**Text section:**
Heavily Lobbied Bill to Protect Patients from Drug Company Direct-to-Doctor Marketing Up Today in California Assembly Health Com

[courtesy of California Progress Report]

AB 2821 (Feuer) opposed by pharmaceutical industry

Michael-Russo.jpg By Michael Russo
Health Care Advocate and Staff Attorney
California Public Interest Research Group (CalPIRG)

Anybody who’s watched any TV in the past few years knows that flashy ads praising the benefits of exciting new drugs are ubiquitous. Beyond breezing past the list of potential side effects with quick, monotone narration, these ads too often mislead consumers into asking for medicines that aren’t right for them, either because they’re not effective or because they’re too expensive.

But these ads are only half the picture – in fact, drug companies spend more money hawking their wares to doctors than they do on direct-to-consumer marketing. They’ve got the same end in mind – namely, getting doctors to prescribe more of the newest, most expensive drugs. And rather than relying solely on scientific research and medical knowledge to sell their products, the companies employ brigades of marketing representatives called “detailers,” who lavish gifts and free meals on the doctors they woo. They also sponsor expense-paid trips to continuing medical education programs that tout the benefits of company-produced drugs, and pay for a web of speaker honoraria and consulting fees that reward doctors for extolling a drug’s virtues to their fellow practitioners.

The scope of this effort is breathtaking. In 2004, drug companies employed over 100,000 detailers (their office-based physician targets numbered only 500,000). They spent some 7 billion dollars on direct-to-doctor marketing. And that year the average primary care doctor had 28 interactions with a drug company detailer every week.

**Given entries:**
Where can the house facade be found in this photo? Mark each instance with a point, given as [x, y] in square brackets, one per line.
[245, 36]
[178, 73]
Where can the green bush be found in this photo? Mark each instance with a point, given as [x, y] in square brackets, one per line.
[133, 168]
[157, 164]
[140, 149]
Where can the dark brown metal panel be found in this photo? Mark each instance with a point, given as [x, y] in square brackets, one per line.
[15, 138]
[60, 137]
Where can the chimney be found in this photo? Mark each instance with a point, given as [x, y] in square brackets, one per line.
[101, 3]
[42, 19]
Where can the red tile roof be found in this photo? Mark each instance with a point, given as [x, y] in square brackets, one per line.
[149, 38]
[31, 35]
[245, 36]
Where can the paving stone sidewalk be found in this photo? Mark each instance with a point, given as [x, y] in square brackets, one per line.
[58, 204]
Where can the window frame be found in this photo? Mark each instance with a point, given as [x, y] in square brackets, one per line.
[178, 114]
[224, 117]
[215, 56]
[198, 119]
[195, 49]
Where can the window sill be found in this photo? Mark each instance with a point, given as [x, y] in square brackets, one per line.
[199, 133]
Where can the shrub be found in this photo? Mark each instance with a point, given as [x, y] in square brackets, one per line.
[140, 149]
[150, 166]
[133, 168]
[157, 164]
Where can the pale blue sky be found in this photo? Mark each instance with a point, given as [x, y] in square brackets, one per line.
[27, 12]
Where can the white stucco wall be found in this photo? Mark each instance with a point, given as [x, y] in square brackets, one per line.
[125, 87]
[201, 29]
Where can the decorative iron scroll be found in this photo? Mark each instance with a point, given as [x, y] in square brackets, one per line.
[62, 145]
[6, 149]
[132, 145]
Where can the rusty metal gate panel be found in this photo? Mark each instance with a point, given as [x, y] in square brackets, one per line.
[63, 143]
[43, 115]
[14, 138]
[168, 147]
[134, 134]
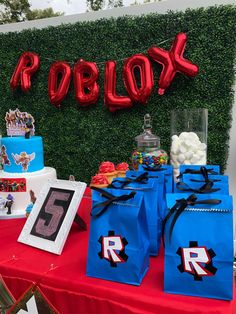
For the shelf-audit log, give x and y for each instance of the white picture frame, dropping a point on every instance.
(54, 210)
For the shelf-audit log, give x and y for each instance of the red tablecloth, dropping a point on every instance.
(70, 291)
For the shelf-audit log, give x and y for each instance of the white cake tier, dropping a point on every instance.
(34, 181)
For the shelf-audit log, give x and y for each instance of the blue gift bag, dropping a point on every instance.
(198, 237)
(154, 201)
(119, 242)
(201, 187)
(166, 169)
(197, 169)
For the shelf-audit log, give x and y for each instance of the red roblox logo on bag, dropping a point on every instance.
(113, 248)
(196, 261)
(33, 301)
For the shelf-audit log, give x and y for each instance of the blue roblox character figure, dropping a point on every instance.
(118, 242)
(154, 202)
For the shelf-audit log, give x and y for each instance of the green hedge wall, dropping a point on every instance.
(77, 139)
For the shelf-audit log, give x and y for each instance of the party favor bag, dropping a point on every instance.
(211, 177)
(196, 169)
(155, 206)
(168, 173)
(119, 241)
(198, 237)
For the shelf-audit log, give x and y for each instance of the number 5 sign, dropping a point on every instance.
(49, 223)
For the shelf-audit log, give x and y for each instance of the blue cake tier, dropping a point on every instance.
(22, 155)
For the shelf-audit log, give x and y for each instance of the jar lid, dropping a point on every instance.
(147, 138)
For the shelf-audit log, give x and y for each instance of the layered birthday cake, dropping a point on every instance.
(22, 158)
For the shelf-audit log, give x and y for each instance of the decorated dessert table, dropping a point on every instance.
(63, 278)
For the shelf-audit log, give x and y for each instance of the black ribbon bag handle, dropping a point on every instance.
(154, 168)
(179, 208)
(195, 171)
(100, 208)
(204, 173)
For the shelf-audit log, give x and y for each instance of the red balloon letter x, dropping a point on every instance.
(172, 61)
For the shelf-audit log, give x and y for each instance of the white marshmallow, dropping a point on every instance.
(175, 147)
(175, 138)
(187, 162)
(202, 146)
(193, 136)
(194, 159)
(173, 157)
(182, 149)
(183, 136)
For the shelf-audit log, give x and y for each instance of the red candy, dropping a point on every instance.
(99, 179)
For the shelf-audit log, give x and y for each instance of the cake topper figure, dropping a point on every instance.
(19, 123)
(23, 159)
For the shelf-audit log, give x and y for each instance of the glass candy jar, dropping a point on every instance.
(188, 137)
(148, 151)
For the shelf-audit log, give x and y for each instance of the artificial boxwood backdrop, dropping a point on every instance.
(77, 139)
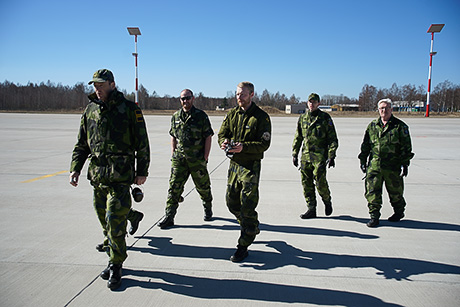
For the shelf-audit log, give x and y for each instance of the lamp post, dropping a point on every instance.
(434, 28)
(135, 31)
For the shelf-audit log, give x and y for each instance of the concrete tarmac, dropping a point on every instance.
(49, 229)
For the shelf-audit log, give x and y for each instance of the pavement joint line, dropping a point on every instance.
(43, 177)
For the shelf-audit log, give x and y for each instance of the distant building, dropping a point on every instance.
(405, 106)
(345, 107)
(298, 108)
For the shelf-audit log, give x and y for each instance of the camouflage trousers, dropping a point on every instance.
(242, 198)
(181, 169)
(113, 209)
(312, 174)
(374, 187)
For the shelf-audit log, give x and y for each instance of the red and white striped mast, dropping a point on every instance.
(135, 31)
(433, 29)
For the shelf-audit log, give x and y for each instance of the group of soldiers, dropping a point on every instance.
(113, 136)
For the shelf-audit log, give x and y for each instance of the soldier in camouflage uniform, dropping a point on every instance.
(113, 136)
(245, 134)
(316, 135)
(385, 155)
(191, 134)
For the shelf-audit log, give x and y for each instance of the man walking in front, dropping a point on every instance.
(385, 155)
(245, 135)
(316, 135)
(114, 137)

**Your objective:** Continue the piece on the California bill about drug company marketing to doctors from where it stops.

**Response to this task:**
Patients pay for these practices in three ways. First, the $27 billion the drug industry annually spends on marketing is ultimately passed on to consumers in the form of increased drug prices. Second, the new drugs doctors are urged to prescribe are universally more expensive than older, established treatments, but may be no more effective or have worse side effects – as was the case with the new cholesterol medication Vytorin. Finally, the appearance of quid-pro-quo exchanges of gifts for the writing of prescriptions undermines the doctor-patient relationship.

Currently, drug companies are allowed to set their own standards for their marketing to doctors. They are required by California law, however, to adopt a policy that sets a limit on the total value of the gifts they can give to a particular doctor in a given year, and post this information to their web sites.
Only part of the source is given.